Written problem: The lines to extract begin at the line that contains "For the benchmark, mark every instance of the shopping" and run through the last line of the listing; reproduce them exactly, minus any pictures.

Given entries:
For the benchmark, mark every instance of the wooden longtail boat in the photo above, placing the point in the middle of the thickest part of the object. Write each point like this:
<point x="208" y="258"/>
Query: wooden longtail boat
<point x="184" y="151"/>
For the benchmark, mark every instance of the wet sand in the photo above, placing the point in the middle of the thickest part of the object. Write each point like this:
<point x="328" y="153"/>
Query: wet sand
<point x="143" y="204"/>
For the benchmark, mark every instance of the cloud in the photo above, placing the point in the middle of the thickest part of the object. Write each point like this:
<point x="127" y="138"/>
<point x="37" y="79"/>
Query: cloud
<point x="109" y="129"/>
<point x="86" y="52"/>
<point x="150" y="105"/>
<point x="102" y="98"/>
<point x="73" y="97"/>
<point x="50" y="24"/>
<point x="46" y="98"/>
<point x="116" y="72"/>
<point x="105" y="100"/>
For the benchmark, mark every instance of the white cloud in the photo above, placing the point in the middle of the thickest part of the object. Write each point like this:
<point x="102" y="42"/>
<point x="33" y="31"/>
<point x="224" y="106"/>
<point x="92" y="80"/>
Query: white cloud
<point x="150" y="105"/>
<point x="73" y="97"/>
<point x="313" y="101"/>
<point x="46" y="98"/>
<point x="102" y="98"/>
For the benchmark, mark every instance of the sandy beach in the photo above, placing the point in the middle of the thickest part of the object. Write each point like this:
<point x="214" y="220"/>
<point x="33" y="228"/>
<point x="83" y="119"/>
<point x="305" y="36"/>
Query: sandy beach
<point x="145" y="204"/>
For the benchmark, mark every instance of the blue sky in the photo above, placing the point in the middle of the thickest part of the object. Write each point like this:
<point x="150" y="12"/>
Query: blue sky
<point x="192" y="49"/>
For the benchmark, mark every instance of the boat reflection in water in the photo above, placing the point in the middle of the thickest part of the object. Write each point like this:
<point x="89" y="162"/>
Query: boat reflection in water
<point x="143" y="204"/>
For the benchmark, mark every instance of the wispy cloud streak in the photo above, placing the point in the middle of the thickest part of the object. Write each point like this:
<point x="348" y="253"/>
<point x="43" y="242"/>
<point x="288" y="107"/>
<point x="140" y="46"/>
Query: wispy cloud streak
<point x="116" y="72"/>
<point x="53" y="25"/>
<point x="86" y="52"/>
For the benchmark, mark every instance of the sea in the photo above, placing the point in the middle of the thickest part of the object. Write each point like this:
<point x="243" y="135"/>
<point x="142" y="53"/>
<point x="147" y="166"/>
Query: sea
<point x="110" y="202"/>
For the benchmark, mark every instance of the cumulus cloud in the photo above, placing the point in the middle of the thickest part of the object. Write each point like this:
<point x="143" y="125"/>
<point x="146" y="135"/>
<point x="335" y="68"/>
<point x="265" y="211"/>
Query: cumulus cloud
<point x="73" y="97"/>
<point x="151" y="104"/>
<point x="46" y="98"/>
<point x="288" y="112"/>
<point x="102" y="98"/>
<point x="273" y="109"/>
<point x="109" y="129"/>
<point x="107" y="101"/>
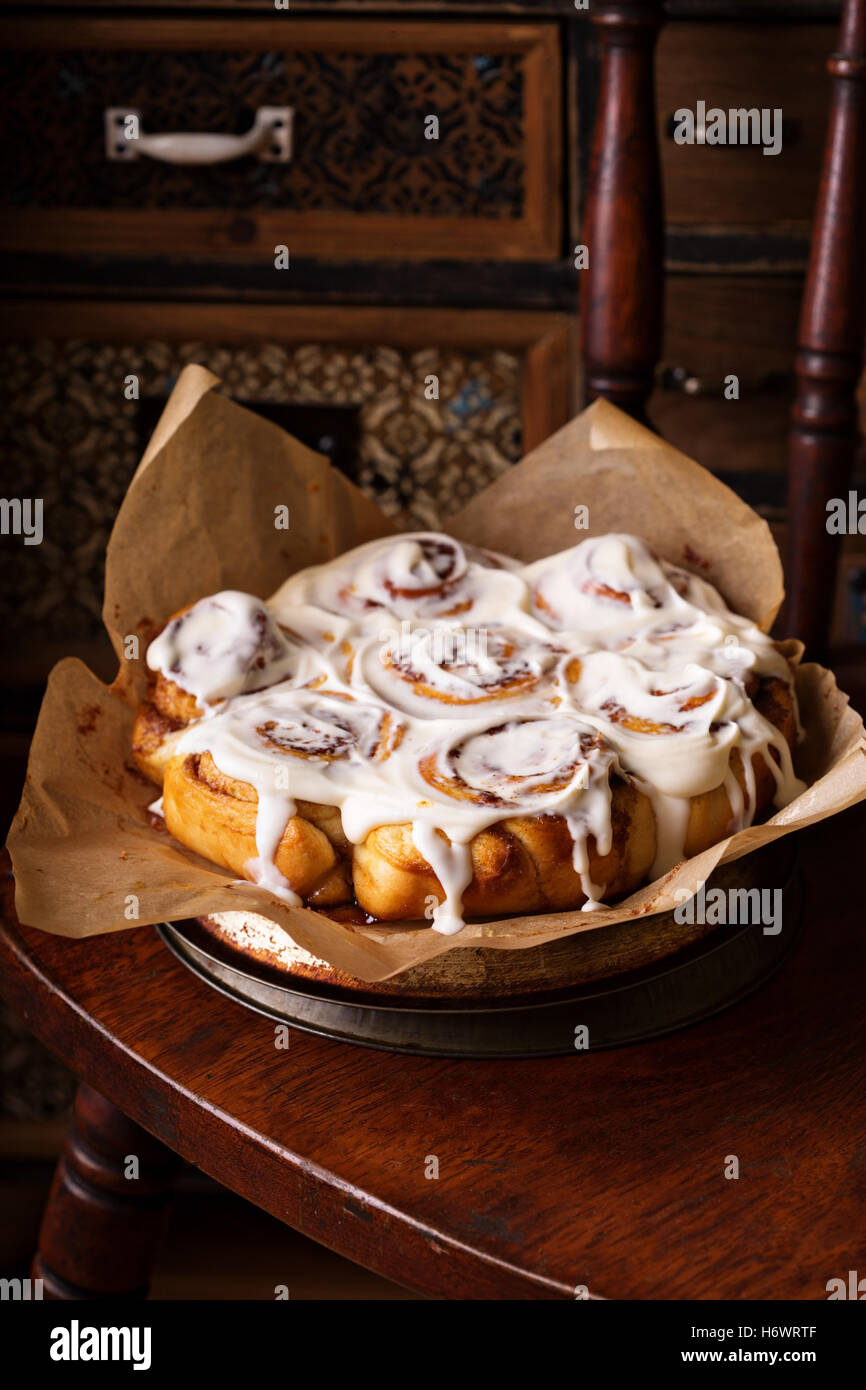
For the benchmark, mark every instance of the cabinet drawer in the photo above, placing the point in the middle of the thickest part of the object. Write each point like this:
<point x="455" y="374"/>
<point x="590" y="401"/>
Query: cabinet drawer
<point x="363" y="180"/>
<point x="350" y="382"/>
<point x="719" y="325"/>
<point x="744" y="66"/>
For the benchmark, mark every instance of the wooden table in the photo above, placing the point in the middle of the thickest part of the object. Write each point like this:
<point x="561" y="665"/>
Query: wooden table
<point x="603" y="1169"/>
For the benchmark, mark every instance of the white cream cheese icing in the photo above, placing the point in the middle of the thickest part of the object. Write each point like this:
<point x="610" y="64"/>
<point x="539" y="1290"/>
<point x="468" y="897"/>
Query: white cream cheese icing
<point x="417" y="681"/>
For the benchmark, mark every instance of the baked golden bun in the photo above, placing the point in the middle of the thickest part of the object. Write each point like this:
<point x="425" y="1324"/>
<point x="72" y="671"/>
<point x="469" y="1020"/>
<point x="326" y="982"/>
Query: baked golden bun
<point x="520" y="859"/>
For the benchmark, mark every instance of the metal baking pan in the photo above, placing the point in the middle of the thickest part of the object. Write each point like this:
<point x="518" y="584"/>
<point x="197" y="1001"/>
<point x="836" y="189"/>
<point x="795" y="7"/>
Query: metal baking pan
<point x="670" y="994"/>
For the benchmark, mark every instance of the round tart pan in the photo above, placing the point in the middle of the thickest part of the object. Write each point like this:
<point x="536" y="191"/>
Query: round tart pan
<point x="626" y="1007"/>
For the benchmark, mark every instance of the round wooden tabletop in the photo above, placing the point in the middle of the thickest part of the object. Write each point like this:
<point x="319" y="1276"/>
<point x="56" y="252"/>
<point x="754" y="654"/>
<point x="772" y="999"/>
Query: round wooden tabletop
<point x="602" y="1171"/>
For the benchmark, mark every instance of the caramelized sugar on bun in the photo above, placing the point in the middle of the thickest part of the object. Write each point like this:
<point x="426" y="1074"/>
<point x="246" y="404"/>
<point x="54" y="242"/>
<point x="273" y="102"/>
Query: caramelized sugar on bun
<point x="430" y="731"/>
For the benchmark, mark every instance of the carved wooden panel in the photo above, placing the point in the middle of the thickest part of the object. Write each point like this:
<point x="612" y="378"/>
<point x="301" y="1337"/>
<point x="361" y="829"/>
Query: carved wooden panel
<point x="363" y="157"/>
<point x="72" y="439"/>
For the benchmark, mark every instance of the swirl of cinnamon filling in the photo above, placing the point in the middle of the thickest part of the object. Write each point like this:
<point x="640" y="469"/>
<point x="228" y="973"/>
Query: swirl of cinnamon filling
<point x="456" y="670"/>
<point x="519" y="765"/>
<point x="221" y="647"/>
<point x="610" y="585"/>
<point x="421" y="574"/>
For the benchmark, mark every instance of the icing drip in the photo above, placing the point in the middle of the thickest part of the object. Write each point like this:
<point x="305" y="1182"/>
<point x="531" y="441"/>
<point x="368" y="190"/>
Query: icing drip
<point x="417" y="681"/>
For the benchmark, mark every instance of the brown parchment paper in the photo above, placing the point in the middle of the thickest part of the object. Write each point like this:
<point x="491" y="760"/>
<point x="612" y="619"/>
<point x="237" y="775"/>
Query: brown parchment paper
<point x="199" y="516"/>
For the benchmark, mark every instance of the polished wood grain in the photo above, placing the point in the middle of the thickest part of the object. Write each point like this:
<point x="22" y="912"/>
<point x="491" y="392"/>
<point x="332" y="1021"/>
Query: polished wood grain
<point x="622" y="291"/>
<point x="107" y="1208"/>
<point x="830" y="345"/>
<point x="598" y="1169"/>
<point x="744" y="66"/>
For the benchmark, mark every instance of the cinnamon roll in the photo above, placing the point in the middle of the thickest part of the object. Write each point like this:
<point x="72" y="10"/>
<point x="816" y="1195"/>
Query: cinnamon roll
<point x="430" y="731"/>
<point x="416" y="576"/>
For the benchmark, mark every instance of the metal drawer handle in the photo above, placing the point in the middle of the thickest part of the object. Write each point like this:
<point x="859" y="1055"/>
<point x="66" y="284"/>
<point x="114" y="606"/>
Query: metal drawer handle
<point x="268" y="139"/>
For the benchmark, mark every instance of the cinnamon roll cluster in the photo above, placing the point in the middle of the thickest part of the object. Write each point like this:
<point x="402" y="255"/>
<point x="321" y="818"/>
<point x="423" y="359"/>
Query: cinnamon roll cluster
<point x="430" y="730"/>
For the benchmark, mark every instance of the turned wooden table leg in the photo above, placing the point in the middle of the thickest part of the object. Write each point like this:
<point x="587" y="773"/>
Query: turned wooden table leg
<point x="824" y="424"/>
<point x="107" y="1208"/>
<point x="623" y="221"/>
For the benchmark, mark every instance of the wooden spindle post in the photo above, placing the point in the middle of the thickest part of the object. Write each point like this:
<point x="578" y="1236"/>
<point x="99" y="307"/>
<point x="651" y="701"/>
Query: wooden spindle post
<point x="623" y="221"/>
<point x="830" y="345"/>
<point x="104" y="1219"/>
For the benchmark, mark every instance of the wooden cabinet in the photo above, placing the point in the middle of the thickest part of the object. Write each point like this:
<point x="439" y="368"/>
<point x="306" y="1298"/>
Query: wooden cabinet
<point x="409" y="139"/>
<point x="82" y="384"/>
<point x="742" y="67"/>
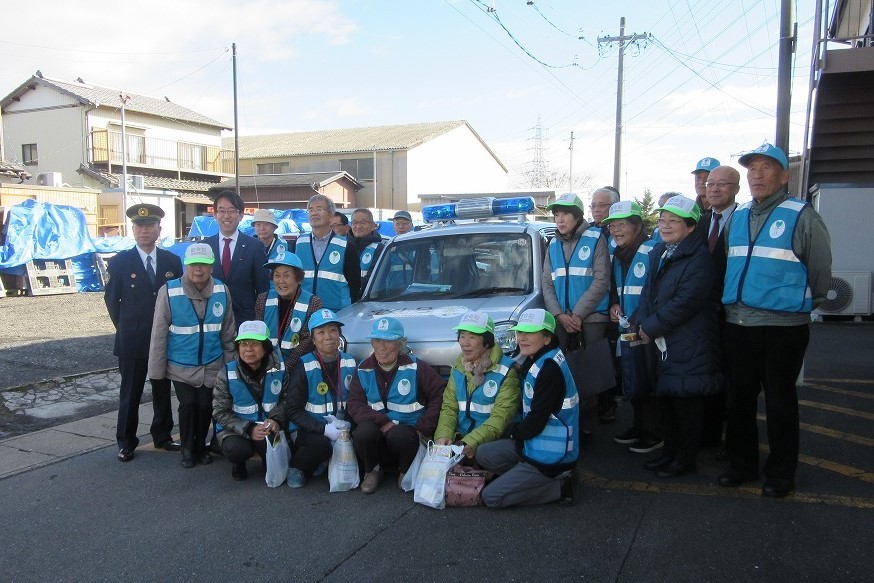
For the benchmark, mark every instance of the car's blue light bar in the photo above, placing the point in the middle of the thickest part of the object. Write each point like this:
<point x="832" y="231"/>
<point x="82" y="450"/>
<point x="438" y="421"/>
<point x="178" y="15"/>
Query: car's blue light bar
<point x="478" y="208"/>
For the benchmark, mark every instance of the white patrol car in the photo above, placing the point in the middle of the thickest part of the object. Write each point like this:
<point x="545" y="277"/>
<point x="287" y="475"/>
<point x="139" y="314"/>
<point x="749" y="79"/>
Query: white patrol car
<point x="428" y="279"/>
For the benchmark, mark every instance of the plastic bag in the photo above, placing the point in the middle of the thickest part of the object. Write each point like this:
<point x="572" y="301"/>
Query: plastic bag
<point x="277" y="460"/>
<point x="343" y="467"/>
<point x="409" y="481"/>
<point x="430" y="483"/>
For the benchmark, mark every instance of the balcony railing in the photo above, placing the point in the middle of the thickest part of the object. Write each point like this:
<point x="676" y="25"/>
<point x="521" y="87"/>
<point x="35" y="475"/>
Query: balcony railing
<point x="106" y="148"/>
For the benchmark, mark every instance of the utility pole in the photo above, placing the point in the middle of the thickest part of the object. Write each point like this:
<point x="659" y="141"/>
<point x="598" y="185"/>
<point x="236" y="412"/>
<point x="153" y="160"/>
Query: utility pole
<point x="623" y="41"/>
<point x="784" y="76"/>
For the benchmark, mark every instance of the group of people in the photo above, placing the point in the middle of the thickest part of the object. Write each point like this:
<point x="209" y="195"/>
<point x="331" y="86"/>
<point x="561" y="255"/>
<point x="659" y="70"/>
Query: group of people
<point x="704" y="315"/>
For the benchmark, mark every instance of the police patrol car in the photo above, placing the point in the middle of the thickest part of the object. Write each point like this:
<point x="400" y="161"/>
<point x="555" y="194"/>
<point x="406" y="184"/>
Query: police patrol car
<point x="429" y="279"/>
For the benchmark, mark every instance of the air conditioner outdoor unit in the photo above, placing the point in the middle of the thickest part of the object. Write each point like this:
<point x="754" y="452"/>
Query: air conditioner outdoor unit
<point x="50" y="179"/>
<point x="849" y="294"/>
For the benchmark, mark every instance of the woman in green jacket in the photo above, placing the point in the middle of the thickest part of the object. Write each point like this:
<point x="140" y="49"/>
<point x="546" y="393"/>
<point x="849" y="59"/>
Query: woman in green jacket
<point x="482" y="395"/>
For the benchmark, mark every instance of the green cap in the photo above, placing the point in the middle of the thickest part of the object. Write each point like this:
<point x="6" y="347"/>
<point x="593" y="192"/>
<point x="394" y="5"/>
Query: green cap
<point x="622" y="210"/>
<point x="567" y="199"/>
<point x="476" y="322"/>
<point x="682" y="207"/>
<point x="535" y="321"/>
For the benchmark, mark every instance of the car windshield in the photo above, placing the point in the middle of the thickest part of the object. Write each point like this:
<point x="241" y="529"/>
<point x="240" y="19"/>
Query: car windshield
<point x="453" y="267"/>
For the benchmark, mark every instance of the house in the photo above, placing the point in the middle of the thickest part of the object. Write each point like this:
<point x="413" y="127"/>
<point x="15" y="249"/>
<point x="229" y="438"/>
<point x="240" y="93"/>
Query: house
<point x="70" y="133"/>
<point x="293" y="190"/>
<point x="840" y="156"/>
<point x="396" y="164"/>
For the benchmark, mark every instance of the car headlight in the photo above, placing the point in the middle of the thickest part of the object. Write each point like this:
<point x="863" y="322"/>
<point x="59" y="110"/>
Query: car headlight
<point x="505" y="338"/>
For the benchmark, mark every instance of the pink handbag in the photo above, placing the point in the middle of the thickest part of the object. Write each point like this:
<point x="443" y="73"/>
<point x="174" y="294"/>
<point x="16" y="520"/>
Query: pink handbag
<point x="464" y="485"/>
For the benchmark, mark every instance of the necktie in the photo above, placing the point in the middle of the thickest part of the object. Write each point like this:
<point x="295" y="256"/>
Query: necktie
<point x="714" y="231"/>
<point x="226" y="257"/>
<point x="150" y="270"/>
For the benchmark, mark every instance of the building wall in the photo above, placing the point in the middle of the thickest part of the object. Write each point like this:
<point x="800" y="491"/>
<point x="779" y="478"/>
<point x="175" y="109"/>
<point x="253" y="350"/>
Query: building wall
<point x="455" y="162"/>
<point x="53" y="122"/>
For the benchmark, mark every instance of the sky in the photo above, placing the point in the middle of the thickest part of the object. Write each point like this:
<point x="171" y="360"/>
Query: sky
<point x="702" y="84"/>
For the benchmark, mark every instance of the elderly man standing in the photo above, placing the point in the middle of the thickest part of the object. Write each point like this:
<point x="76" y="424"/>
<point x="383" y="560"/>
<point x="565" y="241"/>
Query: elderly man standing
<point x="330" y="270"/>
<point x="135" y="276"/>
<point x="778" y="270"/>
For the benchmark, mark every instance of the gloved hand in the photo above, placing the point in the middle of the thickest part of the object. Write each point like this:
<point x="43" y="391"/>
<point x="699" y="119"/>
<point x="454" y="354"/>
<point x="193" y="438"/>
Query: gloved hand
<point x="331" y="432"/>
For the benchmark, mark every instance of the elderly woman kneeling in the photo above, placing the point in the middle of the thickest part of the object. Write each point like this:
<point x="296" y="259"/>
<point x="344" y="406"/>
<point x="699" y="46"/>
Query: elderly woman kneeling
<point x="249" y="398"/>
<point x="394" y="400"/>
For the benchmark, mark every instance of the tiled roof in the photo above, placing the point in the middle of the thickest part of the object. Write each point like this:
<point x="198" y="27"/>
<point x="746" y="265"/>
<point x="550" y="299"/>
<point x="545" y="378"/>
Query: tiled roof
<point x="293" y="179"/>
<point x="89" y="94"/>
<point x="153" y="182"/>
<point x="8" y="168"/>
<point x="396" y="137"/>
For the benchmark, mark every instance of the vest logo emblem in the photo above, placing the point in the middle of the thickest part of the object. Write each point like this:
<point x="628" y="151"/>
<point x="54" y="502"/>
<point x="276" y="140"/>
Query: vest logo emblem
<point x="490" y="389"/>
<point x="777" y="228"/>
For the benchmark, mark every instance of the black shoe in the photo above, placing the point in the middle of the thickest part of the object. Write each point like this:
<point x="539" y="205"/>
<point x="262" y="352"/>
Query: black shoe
<point x="734" y="478"/>
<point x="658" y="463"/>
<point x="675" y="469"/>
<point x="169" y="445"/>
<point x="646" y="444"/>
<point x="628" y="437"/>
<point x="777" y="488"/>
<point x="239" y="472"/>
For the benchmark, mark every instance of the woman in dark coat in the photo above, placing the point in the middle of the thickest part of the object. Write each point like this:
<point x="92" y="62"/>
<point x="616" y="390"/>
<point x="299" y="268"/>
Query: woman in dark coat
<point x="674" y="313"/>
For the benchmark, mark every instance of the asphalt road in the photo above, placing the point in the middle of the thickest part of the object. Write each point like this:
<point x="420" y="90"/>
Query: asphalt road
<point x="91" y="518"/>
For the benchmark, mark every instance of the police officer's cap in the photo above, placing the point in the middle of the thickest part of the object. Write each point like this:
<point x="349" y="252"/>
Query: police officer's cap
<point x="145" y="213"/>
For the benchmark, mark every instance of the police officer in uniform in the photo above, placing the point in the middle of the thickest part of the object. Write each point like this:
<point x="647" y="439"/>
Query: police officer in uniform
<point x="135" y="276"/>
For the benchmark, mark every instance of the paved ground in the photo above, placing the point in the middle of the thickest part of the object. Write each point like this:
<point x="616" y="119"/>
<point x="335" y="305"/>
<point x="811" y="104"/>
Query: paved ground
<point x="72" y="512"/>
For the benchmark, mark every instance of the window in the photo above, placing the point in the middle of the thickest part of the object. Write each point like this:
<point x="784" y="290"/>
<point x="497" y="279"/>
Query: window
<point x="360" y="168"/>
<point x="273" y="168"/>
<point x="29" y="155"/>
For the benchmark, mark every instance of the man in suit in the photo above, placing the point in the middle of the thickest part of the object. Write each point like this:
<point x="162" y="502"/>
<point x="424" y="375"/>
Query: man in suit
<point x="722" y="187"/>
<point x="240" y="258"/>
<point x="135" y="276"/>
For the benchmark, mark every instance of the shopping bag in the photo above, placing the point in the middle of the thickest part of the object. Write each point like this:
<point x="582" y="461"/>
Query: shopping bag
<point x="639" y="361"/>
<point x="591" y="366"/>
<point x="464" y="485"/>
<point x="343" y="467"/>
<point x="409" y="481"/>
<point x="277" y="459"/>
<point x="430" y="484"/>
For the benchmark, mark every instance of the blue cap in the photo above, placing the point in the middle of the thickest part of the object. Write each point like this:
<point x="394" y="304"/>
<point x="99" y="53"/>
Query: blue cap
<point x="768" y="150"/>
<point x="284" y="257"/>
<point x="706" y="165"/>
<point x="322" y="317"/>
<point x="387" y="329"/>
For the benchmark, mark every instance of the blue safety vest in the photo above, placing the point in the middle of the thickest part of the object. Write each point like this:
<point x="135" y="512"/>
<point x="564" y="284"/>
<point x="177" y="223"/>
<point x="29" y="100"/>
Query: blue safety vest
<point x="629" y="285"/>
<point x="400" y="404"/>
<point x="244" y="404"/>
<point x="325" y="279"/>
<point x="291" y="336"/>
<point x="765" y="273"/>
<point x="321" y="400"/>
<point x="191" y="341"/>
<point x="572" y="278"/>
<point x="475" y="408"/>
<point x="559" y="442"/>
<point x="367" y="256"/>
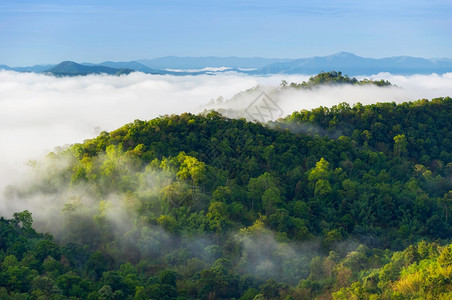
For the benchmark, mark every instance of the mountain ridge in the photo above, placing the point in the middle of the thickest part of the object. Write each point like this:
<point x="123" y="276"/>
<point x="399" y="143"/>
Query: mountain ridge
<point x="346" y="62"/>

Result of this exercise:
For the benchmark, mark every instance of the shopping bag in the photo above, placing the point in the middle of the thickest part of the object. Write each point like this:
<point x="582" y="461"/>
Query: shopping bag
<point x="639" y="361"/>
<point x="591" y="366"/>
<point x="464" y="485"/>
<point x="343" y="467"/>
<point x="409" y="481"/>
<point x="277" y="459"/>
<point x="430" y="484"/>
For the benchmark, mark every instance of the blue cap in the photo above, placing the point in the middle of the thickest part of the object. Write each point like this:
<point x="394" y="304"/>
<point x="99" y="53"/>
Query: blue cap
<point x="768" y="150"/>
<point x="284" y="257"/>
<point x="706" y="165"/>
<point x="322" y="317"/>
<point x="387" y="329"/>
For the benchmark, mark every instance of the blue safety vest in the photo above, placing the point in the middle of the thickest part of the object. Write each point like this:
<point x="135" y="512"/>
<point x="564" y="284"/>
<point x="177" y="223"/>
<point x="29" y="100"/>
Query: blue safety vest
<point x="629" y="285"/>
<point x="400" y="404"/>
<point x="244" y="404"/>
<point x="325" y="279"/>
<point x="291" y="336"/>
<point x="765" y="273"/>
<point x="321" y="400"/>
<point x="191" y="341"/>
<point x="572" y="278"/>
<point x="475" y="408"/>
<point x="559" y="442"/>
<point x="367" y="256"/>
For the benchmark, mark every instance of the mountain ridge in the photo above, placing the point in the middle of the thickest part of the object. Write each point like this:
<point x="123" y="276"/>
<point x="399" y="143"/>
Query: mountain ridge
<point x="346" y="62"/>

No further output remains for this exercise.